## INSTRUCTIONS TO FOLLOW
Rewrite all of the items below with "aerial photo" changed to "overhead image" and every other word left as it is. Leave the pictures out of your answer.

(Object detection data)
________
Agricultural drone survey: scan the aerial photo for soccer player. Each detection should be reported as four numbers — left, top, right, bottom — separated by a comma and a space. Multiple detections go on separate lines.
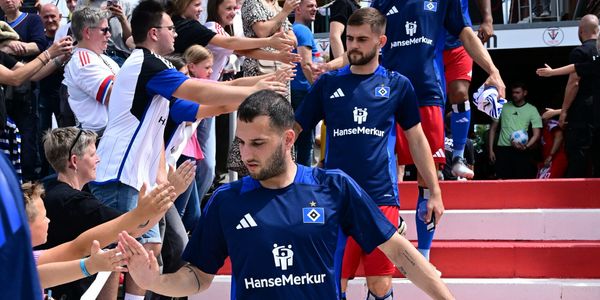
442, 0, 494, 179
120, 91, 453, 300
296, 8, 444, 299
316, 0, 505, 268
90, 0, 287, 299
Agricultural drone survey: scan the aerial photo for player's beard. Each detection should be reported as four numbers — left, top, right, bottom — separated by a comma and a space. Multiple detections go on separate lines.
________
## WRITTEN ANSWER
Agricultural drone survey: scan the overhead image for soccer player. Each detection should be reported as four numbers — left, top, right, bottom — separated by a comma and a space. Multiple detections go on separate lines.
442, 0, 494, 179
120, 91, 453, 300
296, 8, 444, 299
316, 0, 505, 268
90, 0, 287, 299
Agricultural drone survey: scan the overhead image for player's beard. Each detection should be reported as four numbers — left, top, right, bottom — separated by a comma and a space. Multiple detections go on separate lines.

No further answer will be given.